## Ne yapılacak
Yasa onayıyla ilgili habere bakarak şu soruları kısaca yanıtlayın:
(a) Haberin ilk cümlesinde kamuoyunda büyük tartışmalara yol açtığı söylenen eğitim yasasının adı ne?
(b) Açıklama nereden ve günün hangi saatlerinde yapıldı?
(c) Kamu Görevlileri Sendikaları Kanununda değişiklik yapan kanunun sayısı kaç?

## Seçilen bölüm
☆ ☆ ☆ ☆ ☆ ☆ ☆

Cumhurbaşkanı Abdullah Gül, kamuoyunda büyük tartışmalara yol açan 4+4+4 kademeli eğitim yasası ile kamu emekçileri tarafından tepkiyle karşılanan sendika yasasını onayladı ve Resmi Gazete’de yayınlanmak üzere Başbakanlığa gönderdi.
AÇIKLAMA AKŞAM GELDİ
Cumhurbaşkanlığı Basın Merkezi’nden akşam saatlerinde yapılan açıklamada, “6287 sayılı ‘İlköğretim ve Eğitim Kanunu ile Bazı Kanunlarda Değişiklik Yapılmasına Dair Kanun’, 6289 sayılı ‘Kamu Görevlileri Sendikaları Kanununda Değişiklik Yapılmasına Dair Kanun’, 6290 sayılı ‘Adli Sicil Kanunu ile Sporda Şiddet ve Düzensizliğin Önlenmesine Dair Kanunda Değişiklik Yapılması Hakkında Kanun’, 6291 sayılı ‘Ceza ve Güvenlik Tedbirlerinin İnfazı Hakkında Kanun ile Denetimli Serbestlik ve Yardım Merkezleri ile Koruma Kurulları Kanununda Değişiklik Yapılmasına Dair Kanun’, Sayın Cumhurbaşkanımız tarafından Anayasanın 89 uncu maddesinin birinci fıkrası ile 104 üncü maddesinin ikinci fıkrasının (a) bendi uyarınca yayımlanmak üzere Başbakanlığa gönderilmiştir” denildi.

☆ ☆ ☆ ☆ ☆ ☆ ☆

## Verilen liste
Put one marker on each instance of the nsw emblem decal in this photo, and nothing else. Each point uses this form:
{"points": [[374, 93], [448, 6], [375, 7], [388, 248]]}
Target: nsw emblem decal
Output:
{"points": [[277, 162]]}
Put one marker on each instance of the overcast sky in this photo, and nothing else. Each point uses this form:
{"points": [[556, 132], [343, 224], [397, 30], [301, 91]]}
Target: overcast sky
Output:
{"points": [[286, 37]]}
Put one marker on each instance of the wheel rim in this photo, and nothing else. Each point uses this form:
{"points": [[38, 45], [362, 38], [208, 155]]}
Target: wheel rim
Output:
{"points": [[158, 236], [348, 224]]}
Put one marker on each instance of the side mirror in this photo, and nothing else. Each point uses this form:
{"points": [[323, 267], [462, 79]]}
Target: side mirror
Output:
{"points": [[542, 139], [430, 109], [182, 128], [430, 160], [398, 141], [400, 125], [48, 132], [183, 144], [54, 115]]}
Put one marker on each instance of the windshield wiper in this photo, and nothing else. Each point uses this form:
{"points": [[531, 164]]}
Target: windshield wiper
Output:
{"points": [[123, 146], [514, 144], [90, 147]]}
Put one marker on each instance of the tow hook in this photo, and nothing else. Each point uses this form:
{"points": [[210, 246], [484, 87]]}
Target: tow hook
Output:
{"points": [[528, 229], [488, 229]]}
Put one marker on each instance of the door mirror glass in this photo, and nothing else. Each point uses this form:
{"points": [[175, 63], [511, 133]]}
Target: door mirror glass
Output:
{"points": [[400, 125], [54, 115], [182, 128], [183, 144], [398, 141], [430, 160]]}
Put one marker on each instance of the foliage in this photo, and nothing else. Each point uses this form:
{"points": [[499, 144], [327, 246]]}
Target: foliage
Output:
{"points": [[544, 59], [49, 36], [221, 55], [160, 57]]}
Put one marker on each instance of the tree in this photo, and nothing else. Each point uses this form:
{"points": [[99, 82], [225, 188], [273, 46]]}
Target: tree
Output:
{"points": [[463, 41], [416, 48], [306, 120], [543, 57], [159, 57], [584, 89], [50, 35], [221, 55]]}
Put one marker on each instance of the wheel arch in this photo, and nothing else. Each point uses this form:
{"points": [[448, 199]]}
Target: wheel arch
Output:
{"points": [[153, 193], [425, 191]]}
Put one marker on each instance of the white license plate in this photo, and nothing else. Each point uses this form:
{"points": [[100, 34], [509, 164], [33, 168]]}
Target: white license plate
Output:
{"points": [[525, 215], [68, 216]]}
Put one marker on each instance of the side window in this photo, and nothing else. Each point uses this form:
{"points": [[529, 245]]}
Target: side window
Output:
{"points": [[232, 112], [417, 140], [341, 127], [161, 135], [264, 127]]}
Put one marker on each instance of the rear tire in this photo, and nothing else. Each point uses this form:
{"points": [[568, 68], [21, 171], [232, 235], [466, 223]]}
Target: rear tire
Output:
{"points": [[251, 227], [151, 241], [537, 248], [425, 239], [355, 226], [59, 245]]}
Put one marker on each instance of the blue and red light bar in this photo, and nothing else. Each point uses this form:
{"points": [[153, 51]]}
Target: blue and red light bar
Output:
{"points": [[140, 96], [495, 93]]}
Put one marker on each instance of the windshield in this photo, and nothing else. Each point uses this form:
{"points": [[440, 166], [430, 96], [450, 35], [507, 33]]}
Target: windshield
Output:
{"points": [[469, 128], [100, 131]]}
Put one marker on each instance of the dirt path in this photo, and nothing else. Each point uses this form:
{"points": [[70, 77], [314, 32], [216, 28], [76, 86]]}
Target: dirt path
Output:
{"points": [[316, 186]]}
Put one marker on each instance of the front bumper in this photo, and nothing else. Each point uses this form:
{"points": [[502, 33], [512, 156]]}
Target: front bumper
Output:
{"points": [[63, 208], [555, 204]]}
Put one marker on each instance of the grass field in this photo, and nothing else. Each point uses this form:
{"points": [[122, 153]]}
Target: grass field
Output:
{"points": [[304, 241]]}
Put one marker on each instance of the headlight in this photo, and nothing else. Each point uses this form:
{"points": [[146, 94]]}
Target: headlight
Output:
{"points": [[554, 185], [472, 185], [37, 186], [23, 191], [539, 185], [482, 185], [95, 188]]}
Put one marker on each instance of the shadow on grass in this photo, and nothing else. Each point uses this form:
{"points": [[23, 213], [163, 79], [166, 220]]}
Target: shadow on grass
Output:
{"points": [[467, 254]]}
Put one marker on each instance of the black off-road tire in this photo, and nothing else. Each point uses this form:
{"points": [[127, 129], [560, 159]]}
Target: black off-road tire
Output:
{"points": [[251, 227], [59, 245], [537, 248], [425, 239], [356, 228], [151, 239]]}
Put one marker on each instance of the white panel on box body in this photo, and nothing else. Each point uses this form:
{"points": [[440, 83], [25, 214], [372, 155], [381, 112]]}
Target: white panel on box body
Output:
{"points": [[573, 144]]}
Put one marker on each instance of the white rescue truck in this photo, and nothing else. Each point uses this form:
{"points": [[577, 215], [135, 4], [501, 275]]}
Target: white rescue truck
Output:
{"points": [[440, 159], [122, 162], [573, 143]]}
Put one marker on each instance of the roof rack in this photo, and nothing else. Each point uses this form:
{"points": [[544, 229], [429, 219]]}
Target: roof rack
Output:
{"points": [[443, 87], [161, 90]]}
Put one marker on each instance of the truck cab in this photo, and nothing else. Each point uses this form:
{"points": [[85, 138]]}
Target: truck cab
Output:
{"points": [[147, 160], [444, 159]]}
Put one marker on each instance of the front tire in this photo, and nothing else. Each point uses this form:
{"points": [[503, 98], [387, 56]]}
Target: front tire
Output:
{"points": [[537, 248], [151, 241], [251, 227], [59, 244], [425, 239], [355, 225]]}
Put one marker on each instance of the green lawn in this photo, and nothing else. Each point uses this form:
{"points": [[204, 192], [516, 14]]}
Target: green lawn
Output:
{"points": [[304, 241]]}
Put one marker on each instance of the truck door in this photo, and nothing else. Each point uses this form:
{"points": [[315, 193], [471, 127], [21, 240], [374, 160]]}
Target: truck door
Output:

☆ ☆ ☆ ☆ ☆ ☆ ☆

## Tamamlanan çalışma
(a) 4+4+4 kademeli eğitim yasası.
(b) Cumhurbaşkanlığı Basın Merkezi'nden, akşam saatlerinde.
(c) 6289.